- _OBJECTIVE_
Express every entry below as a two-column CSV with the columns text and answer, one row per entry. Put each entry's text and its answer in quoted fields, and replace any line breaks with spaces.

Items from a labeling collection:
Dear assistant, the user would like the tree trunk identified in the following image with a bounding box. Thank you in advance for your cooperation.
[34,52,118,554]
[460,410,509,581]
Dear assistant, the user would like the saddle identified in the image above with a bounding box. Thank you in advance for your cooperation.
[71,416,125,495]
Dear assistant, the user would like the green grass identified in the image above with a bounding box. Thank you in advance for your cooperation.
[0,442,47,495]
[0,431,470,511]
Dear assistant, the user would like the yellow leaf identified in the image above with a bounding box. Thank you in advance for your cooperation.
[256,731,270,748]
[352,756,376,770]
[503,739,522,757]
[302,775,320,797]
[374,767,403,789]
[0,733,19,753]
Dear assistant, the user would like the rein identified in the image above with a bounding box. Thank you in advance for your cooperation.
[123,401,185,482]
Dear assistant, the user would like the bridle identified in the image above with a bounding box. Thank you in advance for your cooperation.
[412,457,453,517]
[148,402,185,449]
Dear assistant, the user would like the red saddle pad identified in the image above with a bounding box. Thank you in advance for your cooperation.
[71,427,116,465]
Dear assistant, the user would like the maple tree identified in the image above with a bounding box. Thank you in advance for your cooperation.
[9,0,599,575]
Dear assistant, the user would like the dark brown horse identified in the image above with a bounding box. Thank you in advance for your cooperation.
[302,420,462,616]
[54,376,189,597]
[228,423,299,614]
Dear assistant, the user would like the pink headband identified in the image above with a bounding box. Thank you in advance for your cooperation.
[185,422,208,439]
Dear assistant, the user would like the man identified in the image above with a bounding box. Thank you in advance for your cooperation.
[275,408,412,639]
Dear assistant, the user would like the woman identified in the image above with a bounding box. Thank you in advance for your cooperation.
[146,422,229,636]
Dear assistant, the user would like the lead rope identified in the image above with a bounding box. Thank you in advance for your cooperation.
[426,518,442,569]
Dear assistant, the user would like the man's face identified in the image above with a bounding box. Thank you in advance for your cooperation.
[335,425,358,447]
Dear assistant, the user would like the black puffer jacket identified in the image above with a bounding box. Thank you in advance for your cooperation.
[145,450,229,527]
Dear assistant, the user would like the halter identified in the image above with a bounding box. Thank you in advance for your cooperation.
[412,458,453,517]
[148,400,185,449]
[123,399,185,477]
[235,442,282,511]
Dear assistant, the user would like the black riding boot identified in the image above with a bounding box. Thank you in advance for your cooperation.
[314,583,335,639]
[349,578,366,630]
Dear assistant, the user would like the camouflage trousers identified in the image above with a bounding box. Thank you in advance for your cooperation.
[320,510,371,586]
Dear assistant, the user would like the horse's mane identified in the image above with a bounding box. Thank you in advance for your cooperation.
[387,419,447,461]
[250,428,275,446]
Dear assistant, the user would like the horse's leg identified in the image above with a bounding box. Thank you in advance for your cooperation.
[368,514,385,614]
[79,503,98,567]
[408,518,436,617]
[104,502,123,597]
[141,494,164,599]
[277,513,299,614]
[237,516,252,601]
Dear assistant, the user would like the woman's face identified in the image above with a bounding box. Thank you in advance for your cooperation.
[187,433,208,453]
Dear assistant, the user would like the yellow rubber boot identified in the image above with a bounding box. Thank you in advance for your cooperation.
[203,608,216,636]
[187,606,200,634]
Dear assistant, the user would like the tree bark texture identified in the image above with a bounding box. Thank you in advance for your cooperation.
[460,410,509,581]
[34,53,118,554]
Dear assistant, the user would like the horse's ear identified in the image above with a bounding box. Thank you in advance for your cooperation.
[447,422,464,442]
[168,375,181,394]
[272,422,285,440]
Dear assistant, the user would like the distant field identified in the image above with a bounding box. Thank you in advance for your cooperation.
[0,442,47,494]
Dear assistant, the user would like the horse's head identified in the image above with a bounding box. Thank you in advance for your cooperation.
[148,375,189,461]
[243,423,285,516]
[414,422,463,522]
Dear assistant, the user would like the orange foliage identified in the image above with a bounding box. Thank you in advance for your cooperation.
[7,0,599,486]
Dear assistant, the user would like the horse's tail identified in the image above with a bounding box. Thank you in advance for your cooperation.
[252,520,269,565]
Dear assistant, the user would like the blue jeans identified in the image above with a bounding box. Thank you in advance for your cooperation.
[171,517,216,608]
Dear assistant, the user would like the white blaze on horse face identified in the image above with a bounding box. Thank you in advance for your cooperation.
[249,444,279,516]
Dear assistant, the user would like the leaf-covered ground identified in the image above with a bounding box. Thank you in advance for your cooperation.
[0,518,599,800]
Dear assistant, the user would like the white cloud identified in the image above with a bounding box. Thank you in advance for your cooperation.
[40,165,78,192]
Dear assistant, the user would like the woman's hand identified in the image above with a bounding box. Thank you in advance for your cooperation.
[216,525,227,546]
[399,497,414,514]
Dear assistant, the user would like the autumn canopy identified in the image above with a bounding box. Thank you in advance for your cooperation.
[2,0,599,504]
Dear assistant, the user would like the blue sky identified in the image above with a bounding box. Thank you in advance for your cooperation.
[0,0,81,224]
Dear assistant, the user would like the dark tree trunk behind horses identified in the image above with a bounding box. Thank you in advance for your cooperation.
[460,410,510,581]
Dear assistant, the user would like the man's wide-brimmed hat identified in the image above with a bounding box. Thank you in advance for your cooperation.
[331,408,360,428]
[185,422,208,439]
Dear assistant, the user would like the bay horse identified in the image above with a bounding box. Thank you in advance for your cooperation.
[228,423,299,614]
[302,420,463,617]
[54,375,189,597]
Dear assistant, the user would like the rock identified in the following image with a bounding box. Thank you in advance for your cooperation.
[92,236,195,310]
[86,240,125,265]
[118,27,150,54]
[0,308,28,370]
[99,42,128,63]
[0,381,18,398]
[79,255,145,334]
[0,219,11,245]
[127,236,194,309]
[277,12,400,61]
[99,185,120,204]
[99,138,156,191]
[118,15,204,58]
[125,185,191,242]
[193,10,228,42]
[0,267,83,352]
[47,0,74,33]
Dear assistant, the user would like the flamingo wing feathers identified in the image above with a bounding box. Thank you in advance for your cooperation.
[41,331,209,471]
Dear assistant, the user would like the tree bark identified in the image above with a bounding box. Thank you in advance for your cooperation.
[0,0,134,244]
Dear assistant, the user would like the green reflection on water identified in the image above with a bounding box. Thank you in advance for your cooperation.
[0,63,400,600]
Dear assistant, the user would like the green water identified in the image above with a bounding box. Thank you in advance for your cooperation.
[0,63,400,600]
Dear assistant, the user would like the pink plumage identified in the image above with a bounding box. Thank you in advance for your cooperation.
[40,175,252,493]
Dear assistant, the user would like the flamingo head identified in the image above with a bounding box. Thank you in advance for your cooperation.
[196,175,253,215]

- _EXPECTED ANSWER_
text,answer
"Dear assistant, the user would like the tree trunk identified in the following image with a bounding box. Thank you in advance for your cooperation.","[34,52,118,554] [460,410,509,581]"
"Dear assistant, the user would like the saddle identified in the image above with a bounding box. Thank you in advance for your cooperation.","[71,416,125,495]"
"Dear assistant, the user would like the green grass identified in the image above with a bounding box. Thank you in advance for your cooperation.","[0,442,47,495] [0,431,470,511]"
"Dear assistant, the user would like the yellow leaf identified in the image above with a bounding box. Thank you in advance for your cooperation.","[256,731,270,748] [352,756,376,770] [503,739,522,757] [302,775,320,797] [374,767,403,789] [0,733,19,753]"
"Dear assistant, the user would like the rein identified in the image above with a bounding box. Thank you in advance for your cooperation.","[123,401,185,482]"
"Dear assistant, the user would like the bridle identified in the image above with a bounding box. Thank you in advance for your cooperation.","[412,457,453,517] [148,402,185,449]"
"Dear assistant, the user would like the red saddle pad identified in the image above with a bounding box. Thank you in advance for your cooperation.","[71,427,116,465]"
"Dear assistant, the user would like the maple tree identified in the image above with a bounding box. Thank you in advance for your cooperation.","[9,0,599,575]"
"Dear assistant, the user would like the dark brown horse identified in the image above with a bounding box. Thank you in advance for your cooperation.","[302,420,462,616] [54,376,189,597] [228,423,299,614]"
"Dear assistant, the user would like the pink headband identified in the image above with a bounding box. Thank you in advance for your cooperation.","[185,422,208,439]"
"Dear assistant, the user would like the man identified in the image above with a bounding box. Thank you in advance for your cooperation.","[275,408,412,639]"
"Dear assistant, the user would like the woman identified in the image above with a bounding box. Thank you in advance for your cooperation.","[146,422,229,636]"
"Dear assistant, the user would like the lead rope identified in the image above with a bounding box. Thank you in advance for your cooperation.","[426,518,442,569]"
"Dear assistant, the user would like the man's face identified in the image above with a bounding box. Thank you in advance for your cooperation.","[335,425,358,447]"
"Dear assistant, the user would like the black puffer jacket identified in the image above with a bounding box. Thank you in advance for your cooperation.","[145,450,229,527]"
"Dear assistant, the user would like the halter identified in the image above with a bounding box. Thank you in advance for your cooperation.","[412,458,453,517] [148,400,185,449] [123,399,185,477] [235,442,282,511]"
"Dear assistant, the user would like the black riding boot identified in the image above with a bounding box. Thank you in advance for your cooperation.","[314,583,335,639] [349,578,366,630]"
"Dear assistant, the user would like the camouflage trousers identified in the image above with a bounding box. Thank you in advance for your cooperation.","[320,510,371,586]"
"Dear assistant, the user would like the horse's mane identified in the image above with a bounding box. Thank you in advance for your cooperation.","[387,419,447,461] [250,428,275,446]"
"Dear assistant, the user would like the horse's leg identified in the image above with a bounding box. Thank you in advance for your cooperation.","[368,514,385,614] [79,503,98,567] [408,518,436,617] [104,502,123,597] [141,494,164,599] [277,513,299,614] [237,516,252,601]"
"Dear assistant, the user would like the woman's face identified in the image above with a bounding box. Thank you in advance for your cooperation.","[187,433,208,453]"
"Dear assistant, the user would like the yellow rubber boot identified in the image above with a bounding box. Thank you in advance for your cooperation.","[203,608,216,636] [187,606,200,634]"
"Dear assistant, the user would like the tree bark texture identified in the image above with a bounding box. Thank you in advance for your cooperation.","[460,410,509,581] [34,53,118,554]"
"Dear assistant, the user would like the horse's ear identified in the image above with a bounding box. Thank you in advance for your cooperation.","[447,422,464,442] [168,375,181,394] [272,422,285,440]"
"Dear assistant, the user would like the distant field identified in the image above with a bounding box. Thank you in advance for your cooperation.","[0,442,47,494]"
"Dear assistant, the user would like the horse's head identified in the image above with a bounding box. Thank you in advance for your cooperation.","[148,375,189,461] [243,423,285,516] [414,422,463,522]"
"Dear assistant, the user would like the orange foliage identified in the image above with a bounding box. Thank you in advance for your cooperation.","[7,0,599,486]"
"Dear assistant, the user would like the horse's tail identified in the image above with a bounding box. Thank you in advance for your cooperation.","[252,520,269,565]"
"Dear assistant, the user would like the blue jeans identified in the image above with a bounding box. Thank you in advance for your cooperation.","[171,517,216,608]"
"Dear assistant, the user would like the white blaze on horse face identified in the image above with a bounding box. Thank you in advance for your cooperation.","[249,444,279,516]"
"Dear assistant, the user would like the leaf-covered ground identified in the image above with a bounding box. Thank you in advance for your cooperation.","[0,518,599,800]"
"Dear assistant, the user would like the white cloud identified in the image above with a bounding box. Thank you in advance for your cooperation.","[40,165,78,192]"
"Dear assistant, the user would like the woman's hand identified in the image above with a bounding box. Thank you in advance for your cooperation.","[216,525,227,546] [399,497,414,514]"
"Dear assistant, the user would like the autumn canopy identified in the image above with a bounding box. Thank you in advance for your cooperation.","[2,0,599,504]"
"Dear assistant, the user would like the blue sky identified in the image above with a bounding box. Thank you in advance for your cooperation.","[0,0,81,224]"
"Dear assistant, the user would like the dark tree trunk behind horses identified in the image above with a bounding box. Thank you in advance for your cooperation.","[460,410,510,581]"
"Dear assistant, the user would like the man's wide-brimmed hat identified in the image above with a bounding box. Thank you in advance for your cooperation.","[331,408,360,428] [185,422,208,439]"
"Dear assistant, the user would like the bay horse identified in the image above with a bounding box. Thank you in advance for your cooperation.","[228,423,299,614] [302,420,463,617] [54,375,189,597]"
"Dear assistant, the user would like the rock identified in the following image with a bounding box. Thank you in advance for your cooperation.","[92,236,195,310] [86,240,125,265] [118,27,150,54] [0,308,28,370] [99,42,128,63] [0,381,18,398] [79,255,145,334] [0,219,11,245] [127,236,194,309] [277,12,400,61] [99,185,120,204] [99,138,156,191] [118,15,204,58] [125,185,191,242] [193,10,228,42] [0,267,83,352] [47,0,74,33]"
"Dear assistant, the user would like the flamingo wing feathers identified in the image above with a bounding box. Thank you in advance for your cooperation.","[41,331,209,471]"
"Dear assistant, the user would like the tree bark identified in the image above with a bounding box. Thank you in advance for your cooperation.","[0,0,134,244]"
"Dear assistant, the user would like the green reflection on water identified in the image above with a bounding box. Thank you in advance for your cooperation.","[0,63,400,600]"
"Dear assistant, the user would like the green water identified in the image above with a bounding box. Thank you in advance for your cooperation.","[0,63,400,600]"
"Dear assistant, the user would like the pink plumage identified in the image above with a bounding box. Thank you in advance for your cooperation.","[40,175,252,493]"
"Dear assistant, the user would like the flamingo head identified in the image above with a bounding box. Thank you in advance for your cooperation.","[196,175,253,215]"